Extract →
Model validation with novel vectors

RFM was then used to predict the vector class of 4 new vectors belonging to 3 vector platforms: 2 batches of lentivirus (LV) vectors -a category of vaccine not represented during the model establishment, one new batch of AP205 (AP205_3) and one of MLV (MLV_2). We had independently determined that LV vectors induced strong antigen-specific T-cell responses after immunization and were classified in the “Strong” vector class (Fig 1). As shown in Tables 1 and 2A, these 4 bootstrapped datasets were classified as expected with high precision (>95%) while sensitivity and PPV of the model increased compared to the 9-vector model, especially the sensitivity for the “Weak” vector class now reaching 0.97 (from 0.89) with RFM. These results highlight that RFM (i) is not vaccine platform-dependent, (ii) correctly predicts a vector platform unknown to the model, and (iii) efficiently predicts both “Weak” and “Strong” vectors.

Model prediction of whole spleen and PBMC data

RFM was built on transcriptome data obtained from sorted spleen DCs. In our next experiment, we assessed whether RFM would be sensitive enough to classify transcriptome datasets derived from whole spleen samples obtained 6 hours after immunization, where DCs represent 1–2% of total splenocytes. As summarized in Table 2B, all bootstrapped datasets from whole spleens were well classified, with at least 91% of the expected classification, thus demonstrating our model’s sensitivity in classifying vectors in whole spleen transcriptome datasets.

We then tested microarray datasets for whole spleen samples obtained 6, 48 and 72 hours after vaccination with one vector, the rAd vector that we used as a standard. Strikingly, only datasets sampled 6 hours after injection were classified as expected (as “Strong”) (Table 2D).

Similarly, we tested the performance of our model in classifying vectors using PBMC-derived microarray datasets. The rationale for this experiment is that PBMCs, less than 1% of which are DCs, offer a more accessible sample source than spleen, especially in humans. As shown in Table 2C, all but one vectors were classified as expected with high precision (≥ 90%). AP205_1 was classified as expected, though with less confidence (73%).

Actions to take →
(a) Reproduce the part of the vector-classification passage that starts with "RFM was built" and goes on through "spleen transcriptome datasets.".
(b) Write what comes next in the vector-classification passage, picking up after its final sentence.
The listing after the vector-classification passage comes from an unrelated source.

Saved entries:
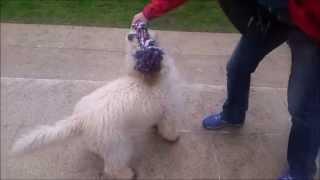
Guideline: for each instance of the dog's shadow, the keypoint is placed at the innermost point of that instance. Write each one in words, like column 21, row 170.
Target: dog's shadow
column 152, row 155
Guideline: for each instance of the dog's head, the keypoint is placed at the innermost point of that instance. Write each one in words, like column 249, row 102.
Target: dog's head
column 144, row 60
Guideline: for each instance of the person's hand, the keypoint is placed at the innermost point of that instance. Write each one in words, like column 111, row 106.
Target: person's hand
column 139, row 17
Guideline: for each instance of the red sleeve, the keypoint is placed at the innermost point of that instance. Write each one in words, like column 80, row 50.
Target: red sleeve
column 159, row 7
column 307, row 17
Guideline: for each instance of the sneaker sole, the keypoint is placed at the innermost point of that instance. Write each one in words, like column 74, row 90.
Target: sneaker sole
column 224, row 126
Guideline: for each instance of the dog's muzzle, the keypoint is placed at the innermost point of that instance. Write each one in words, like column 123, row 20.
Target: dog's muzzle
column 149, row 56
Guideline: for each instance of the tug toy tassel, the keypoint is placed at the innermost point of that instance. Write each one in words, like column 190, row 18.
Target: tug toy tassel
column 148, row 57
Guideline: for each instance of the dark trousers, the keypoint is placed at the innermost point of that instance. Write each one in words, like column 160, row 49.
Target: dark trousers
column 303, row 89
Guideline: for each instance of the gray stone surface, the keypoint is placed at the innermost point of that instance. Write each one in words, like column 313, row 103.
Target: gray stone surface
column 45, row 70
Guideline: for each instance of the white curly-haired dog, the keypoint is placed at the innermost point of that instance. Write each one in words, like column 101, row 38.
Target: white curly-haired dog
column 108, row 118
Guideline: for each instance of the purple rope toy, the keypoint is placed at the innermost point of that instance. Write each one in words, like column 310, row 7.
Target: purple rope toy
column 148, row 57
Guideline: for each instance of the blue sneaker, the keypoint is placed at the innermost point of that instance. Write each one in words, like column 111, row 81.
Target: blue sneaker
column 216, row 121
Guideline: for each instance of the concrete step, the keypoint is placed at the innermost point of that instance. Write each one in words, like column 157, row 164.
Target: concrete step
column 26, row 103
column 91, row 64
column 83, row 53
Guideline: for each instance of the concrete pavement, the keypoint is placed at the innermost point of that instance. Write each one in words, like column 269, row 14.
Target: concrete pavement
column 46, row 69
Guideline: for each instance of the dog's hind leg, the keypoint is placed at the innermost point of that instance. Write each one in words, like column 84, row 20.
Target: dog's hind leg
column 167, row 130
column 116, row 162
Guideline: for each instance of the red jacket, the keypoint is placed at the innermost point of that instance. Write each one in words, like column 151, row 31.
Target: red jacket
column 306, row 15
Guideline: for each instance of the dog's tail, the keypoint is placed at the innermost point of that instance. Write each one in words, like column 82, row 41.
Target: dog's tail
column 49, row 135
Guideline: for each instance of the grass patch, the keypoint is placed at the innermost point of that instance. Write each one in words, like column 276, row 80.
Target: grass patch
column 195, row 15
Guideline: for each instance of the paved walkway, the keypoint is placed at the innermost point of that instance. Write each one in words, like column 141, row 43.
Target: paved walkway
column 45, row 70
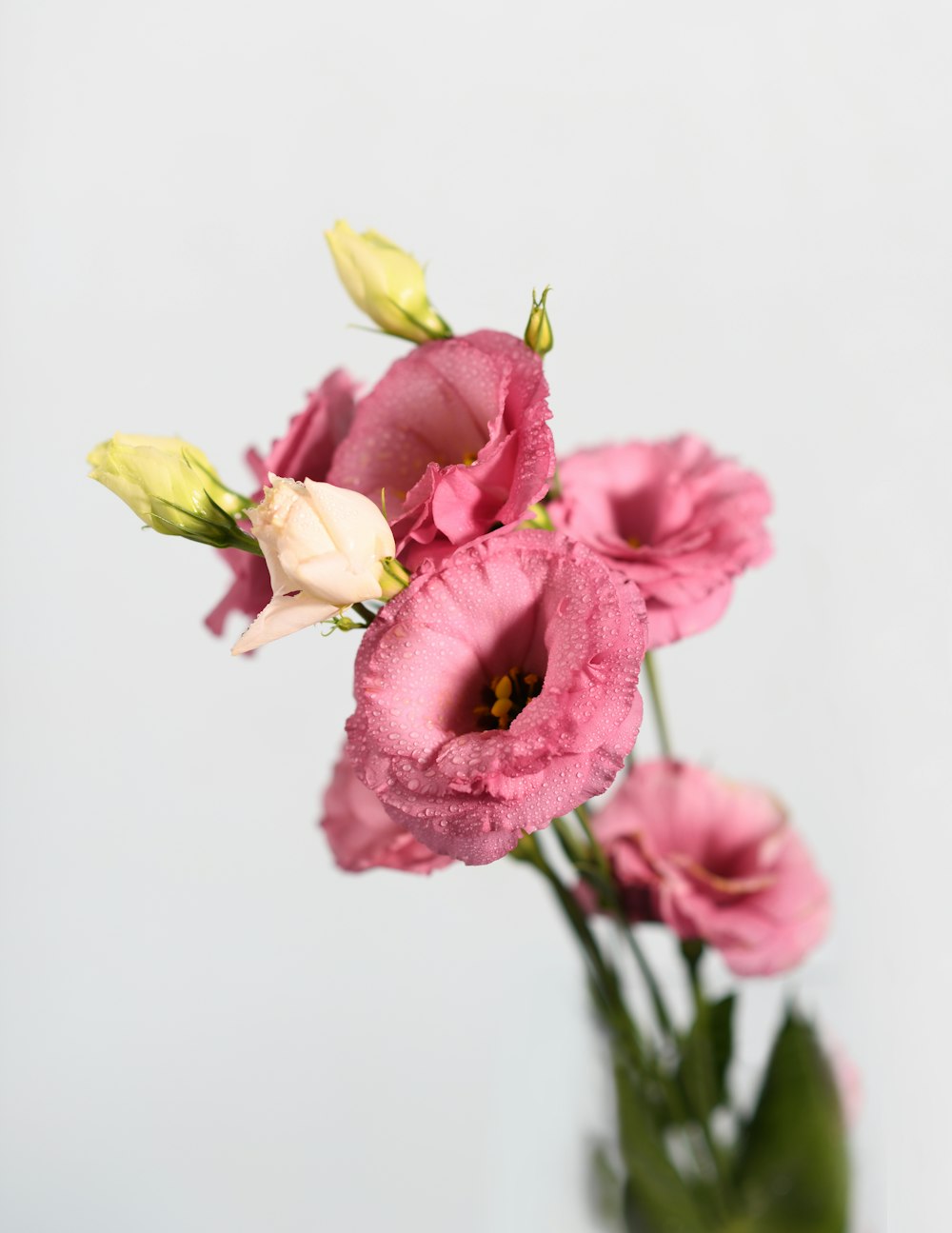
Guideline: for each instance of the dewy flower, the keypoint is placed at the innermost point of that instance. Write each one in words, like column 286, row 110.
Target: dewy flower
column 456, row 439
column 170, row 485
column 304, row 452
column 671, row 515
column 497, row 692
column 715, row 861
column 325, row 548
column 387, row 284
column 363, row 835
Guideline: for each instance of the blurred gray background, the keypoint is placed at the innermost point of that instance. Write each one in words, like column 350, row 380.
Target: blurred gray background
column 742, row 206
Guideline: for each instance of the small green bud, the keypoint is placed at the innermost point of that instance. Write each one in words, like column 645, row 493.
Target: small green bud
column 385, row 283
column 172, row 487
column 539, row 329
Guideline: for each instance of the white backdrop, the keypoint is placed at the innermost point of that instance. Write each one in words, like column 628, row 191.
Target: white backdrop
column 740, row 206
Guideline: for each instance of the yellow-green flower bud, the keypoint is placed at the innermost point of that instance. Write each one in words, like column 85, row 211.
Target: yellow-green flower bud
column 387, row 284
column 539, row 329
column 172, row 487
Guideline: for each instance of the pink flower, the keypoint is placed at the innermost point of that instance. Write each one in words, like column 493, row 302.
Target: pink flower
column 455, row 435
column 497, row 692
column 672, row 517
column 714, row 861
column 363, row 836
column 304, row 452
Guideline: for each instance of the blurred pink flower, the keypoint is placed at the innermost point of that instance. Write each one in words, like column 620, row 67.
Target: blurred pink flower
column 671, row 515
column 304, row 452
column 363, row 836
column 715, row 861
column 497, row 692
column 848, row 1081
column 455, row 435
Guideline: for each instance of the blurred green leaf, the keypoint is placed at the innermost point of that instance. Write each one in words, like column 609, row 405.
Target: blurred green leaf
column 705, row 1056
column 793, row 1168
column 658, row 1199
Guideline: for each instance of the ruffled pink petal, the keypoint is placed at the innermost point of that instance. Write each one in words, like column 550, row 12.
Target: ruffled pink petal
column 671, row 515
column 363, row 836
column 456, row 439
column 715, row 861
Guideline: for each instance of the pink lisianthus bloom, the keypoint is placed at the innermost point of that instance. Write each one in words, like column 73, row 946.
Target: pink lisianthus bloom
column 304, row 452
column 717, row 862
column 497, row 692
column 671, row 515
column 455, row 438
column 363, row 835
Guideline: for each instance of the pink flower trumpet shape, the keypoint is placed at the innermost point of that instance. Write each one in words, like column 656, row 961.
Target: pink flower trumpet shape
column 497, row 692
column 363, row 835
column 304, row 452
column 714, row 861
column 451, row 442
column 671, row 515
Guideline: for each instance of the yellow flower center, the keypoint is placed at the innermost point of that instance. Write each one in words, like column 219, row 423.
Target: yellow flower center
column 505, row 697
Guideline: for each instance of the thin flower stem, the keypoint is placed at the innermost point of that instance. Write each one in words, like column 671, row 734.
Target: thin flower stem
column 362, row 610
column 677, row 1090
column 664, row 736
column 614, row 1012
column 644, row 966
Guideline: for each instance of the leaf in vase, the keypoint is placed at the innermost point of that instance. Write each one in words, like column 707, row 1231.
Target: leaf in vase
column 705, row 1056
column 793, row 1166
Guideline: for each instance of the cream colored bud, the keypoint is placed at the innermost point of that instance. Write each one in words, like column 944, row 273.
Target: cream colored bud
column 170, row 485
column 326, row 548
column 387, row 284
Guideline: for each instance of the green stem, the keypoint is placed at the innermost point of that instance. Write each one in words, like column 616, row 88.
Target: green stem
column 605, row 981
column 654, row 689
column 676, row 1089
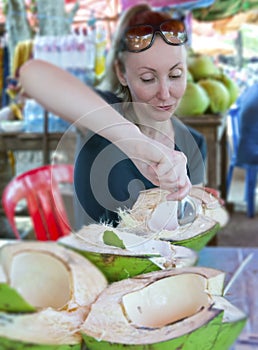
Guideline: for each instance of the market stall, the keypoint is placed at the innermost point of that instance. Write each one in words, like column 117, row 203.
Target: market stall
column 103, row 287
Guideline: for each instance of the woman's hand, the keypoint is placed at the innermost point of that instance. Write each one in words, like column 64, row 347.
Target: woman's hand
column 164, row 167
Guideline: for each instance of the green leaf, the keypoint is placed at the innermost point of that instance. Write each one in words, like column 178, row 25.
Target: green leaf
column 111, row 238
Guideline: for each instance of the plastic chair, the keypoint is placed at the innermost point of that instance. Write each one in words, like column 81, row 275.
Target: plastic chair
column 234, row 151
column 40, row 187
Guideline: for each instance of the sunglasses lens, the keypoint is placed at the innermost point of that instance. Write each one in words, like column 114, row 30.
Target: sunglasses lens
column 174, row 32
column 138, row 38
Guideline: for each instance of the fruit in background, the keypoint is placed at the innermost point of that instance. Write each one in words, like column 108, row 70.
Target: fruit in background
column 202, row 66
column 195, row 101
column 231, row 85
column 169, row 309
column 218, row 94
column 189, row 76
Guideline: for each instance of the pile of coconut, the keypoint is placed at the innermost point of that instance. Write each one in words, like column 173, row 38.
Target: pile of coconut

---

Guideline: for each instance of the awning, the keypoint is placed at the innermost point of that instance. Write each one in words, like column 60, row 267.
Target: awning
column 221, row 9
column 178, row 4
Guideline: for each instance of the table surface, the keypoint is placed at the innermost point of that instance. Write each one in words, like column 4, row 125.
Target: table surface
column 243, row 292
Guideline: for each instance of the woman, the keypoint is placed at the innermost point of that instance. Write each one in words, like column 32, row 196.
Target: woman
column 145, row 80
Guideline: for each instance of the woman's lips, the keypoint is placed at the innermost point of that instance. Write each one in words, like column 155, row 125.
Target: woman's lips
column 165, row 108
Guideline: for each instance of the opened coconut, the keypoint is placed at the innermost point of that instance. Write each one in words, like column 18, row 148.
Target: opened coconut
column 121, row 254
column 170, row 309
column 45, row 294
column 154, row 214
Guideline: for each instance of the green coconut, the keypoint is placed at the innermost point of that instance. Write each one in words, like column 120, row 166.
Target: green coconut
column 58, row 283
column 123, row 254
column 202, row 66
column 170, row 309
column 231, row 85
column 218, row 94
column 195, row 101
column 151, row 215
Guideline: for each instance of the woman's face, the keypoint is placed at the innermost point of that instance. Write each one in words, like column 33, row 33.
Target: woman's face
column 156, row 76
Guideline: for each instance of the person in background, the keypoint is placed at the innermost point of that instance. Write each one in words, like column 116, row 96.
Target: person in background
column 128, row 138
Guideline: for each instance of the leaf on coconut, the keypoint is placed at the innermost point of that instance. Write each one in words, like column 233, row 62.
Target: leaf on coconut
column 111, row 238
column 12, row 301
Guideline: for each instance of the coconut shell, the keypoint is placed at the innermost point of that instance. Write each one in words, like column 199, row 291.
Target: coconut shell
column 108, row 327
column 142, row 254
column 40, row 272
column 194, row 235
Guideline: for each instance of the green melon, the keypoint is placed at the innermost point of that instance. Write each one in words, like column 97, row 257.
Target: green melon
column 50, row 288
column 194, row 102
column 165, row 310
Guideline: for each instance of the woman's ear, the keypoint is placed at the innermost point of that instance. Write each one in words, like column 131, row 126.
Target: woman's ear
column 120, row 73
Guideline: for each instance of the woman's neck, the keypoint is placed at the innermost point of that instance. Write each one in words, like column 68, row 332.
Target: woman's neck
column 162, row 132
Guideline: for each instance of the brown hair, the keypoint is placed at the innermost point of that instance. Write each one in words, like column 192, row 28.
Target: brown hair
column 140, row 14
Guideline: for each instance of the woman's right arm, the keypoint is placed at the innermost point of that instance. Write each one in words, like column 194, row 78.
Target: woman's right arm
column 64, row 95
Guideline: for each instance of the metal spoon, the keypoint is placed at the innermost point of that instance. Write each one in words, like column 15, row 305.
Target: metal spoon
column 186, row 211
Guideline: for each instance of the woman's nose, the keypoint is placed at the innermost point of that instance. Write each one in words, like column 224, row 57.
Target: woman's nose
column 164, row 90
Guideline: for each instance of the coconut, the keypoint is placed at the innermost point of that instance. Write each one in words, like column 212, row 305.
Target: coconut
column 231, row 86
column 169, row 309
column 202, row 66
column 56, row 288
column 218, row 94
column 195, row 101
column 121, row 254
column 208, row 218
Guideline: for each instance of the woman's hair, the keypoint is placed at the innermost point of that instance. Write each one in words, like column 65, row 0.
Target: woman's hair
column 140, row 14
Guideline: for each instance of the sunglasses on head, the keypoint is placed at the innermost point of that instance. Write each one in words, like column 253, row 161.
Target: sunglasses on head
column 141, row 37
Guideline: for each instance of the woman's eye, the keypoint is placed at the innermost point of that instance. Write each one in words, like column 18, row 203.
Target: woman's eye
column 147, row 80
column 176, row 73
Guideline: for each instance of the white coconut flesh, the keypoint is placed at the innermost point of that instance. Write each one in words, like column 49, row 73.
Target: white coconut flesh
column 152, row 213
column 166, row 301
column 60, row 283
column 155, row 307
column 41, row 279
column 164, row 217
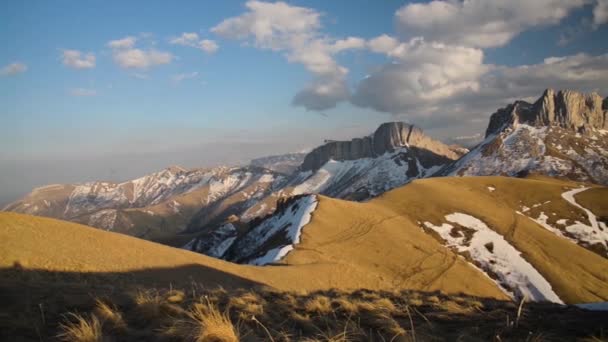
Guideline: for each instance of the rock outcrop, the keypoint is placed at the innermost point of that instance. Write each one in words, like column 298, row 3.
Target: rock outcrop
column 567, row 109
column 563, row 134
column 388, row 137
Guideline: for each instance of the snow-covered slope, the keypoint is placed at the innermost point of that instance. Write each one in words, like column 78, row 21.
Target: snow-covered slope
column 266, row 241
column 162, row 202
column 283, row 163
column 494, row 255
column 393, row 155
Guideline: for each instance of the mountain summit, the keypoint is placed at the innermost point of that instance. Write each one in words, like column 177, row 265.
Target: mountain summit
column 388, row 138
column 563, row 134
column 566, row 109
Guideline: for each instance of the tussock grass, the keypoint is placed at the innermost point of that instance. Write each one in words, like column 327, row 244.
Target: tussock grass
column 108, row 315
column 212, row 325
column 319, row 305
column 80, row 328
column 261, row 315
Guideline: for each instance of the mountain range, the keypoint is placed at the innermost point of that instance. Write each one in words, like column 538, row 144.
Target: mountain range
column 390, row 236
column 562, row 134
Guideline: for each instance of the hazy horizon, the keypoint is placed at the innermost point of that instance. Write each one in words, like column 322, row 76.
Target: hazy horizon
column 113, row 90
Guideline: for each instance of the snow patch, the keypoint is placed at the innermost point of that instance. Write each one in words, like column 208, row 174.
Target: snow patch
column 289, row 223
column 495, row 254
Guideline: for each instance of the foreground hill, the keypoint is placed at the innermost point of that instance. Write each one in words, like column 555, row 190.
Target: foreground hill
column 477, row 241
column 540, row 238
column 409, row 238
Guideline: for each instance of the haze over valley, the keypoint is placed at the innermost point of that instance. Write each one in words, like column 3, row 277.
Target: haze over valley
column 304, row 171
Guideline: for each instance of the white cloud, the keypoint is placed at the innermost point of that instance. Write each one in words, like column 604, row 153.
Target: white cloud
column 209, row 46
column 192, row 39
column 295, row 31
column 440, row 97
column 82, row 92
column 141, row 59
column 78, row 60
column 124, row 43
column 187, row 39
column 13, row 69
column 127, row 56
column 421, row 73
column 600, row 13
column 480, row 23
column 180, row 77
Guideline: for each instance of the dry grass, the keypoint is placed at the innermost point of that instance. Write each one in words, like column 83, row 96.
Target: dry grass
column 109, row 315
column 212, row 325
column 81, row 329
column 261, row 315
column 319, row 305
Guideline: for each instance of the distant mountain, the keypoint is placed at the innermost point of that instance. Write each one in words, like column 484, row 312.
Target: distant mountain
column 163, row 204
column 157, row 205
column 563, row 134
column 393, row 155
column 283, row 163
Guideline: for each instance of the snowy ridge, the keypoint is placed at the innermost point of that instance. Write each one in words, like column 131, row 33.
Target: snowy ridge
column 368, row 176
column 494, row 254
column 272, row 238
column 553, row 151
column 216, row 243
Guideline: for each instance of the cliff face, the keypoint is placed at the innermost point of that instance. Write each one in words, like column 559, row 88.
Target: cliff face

List of answers →
(a)
RFM was built on transcriptome data obtained from sorted spleen DCs. In our next experiment, we assessed whether RFM would be sensitive enough to classify transcriptome datasets derived from whole spleen samples obtained 6 hours after immunization, where DCs represent 1–2% of total splenocytes. As summarized in Table 2B, all bootstrapped datasets from whole spleens were well classified, with at least 91% of the expected classification, thus demonstrating our model’s sensitivity in classifying vectors in whole spleen transcriptome datasets.

(b)
Model prediction of human PBMC data

Finally, we tested whether our model could classify datasets obtained from the literature. We found datasets from the Merck Ad5/HIV trial reported by Zak et al. [25] PBMC transcriptome data were generated from samples obtained at 6, 24 and 72 hours after vaccination. We bootstrapped the samples of Zak et al., taking patient-paired samples before and after vaccination. 100% and 91% of the bootstrapped paired samples were predicted as “Strong” at 24 and 72 hours, respectively (Table 3), in line with the authors’ original observations. The same analysis performed with the 6-hour time point gave a “Strong” prediction for 31% of the bootstrapped paired samples. The latter finding is consistent with the conclusion of Zak et al. that transcriptomic modifications at 6 hours were not significant. These results demonstrate the capacity of RFM generated from mouse DC transcriptome datasets to classify human PBMC datasets.

Table 3. Predictions of human PBMC transcriptome data derived 6, 24 and 72 hours after vaccination by MRKAd5/HIV published in [25].

Biological insight

Biological annotation of the 27 most important signatures of RFM reveals one signature (Sig1) with statistical functional enrichments related to immune processes (FDR p-values 10−4–10−8). This signature is highly focused on STAT-1 with 51 genes having strong biological connections (Fig 5A). Interestingly, Sig1 is upregulated in all the vectors, but with higher intensity in the “Strong” as compared to the “Weak” vectors.

Fig 5. Gene network analysis in “Weak” and “Strong” vectors.

A: Selection of STAT-1 related genes derived from Sig1 of the RFM model were targeted on Ingenuity Pathway Analysis (IPA). B: CH25H, a gene selected in one of the other 26 important signatures of the model, was targeted as the key gene on IPA. The grow functionality was used to display all known direct and indirect interactions with CH25H, except miRNA. The biological interactions of CH25H are displayed on A (black arrows). Colors depend on statistical analyses (red: upregulated, green: downregulated) performed on rAd_1, AP205_1, MPY_3bis and BCG_2 vector datasets; color intensities were set to be in the same range in all experiments.

No specific molecular pathway was clearly identified by QIAGEN’s Ingenuity Pathway Analysis (IPA) functional analysis for the other 26 important signatures in our model. However, visual inspection of these signatures identified the CH25H gene as highly modulated by strong vectors. Since this gene has been recently described as playing a role in DC maturation [26], we analyzed its network of connected genes with IPA (Fig 5B). This network was also globally more modulated by “Strong” rather than “Weak” vectors, and comprised genes implicated in DC function such as MYD88, DUSP5 and ABCG1.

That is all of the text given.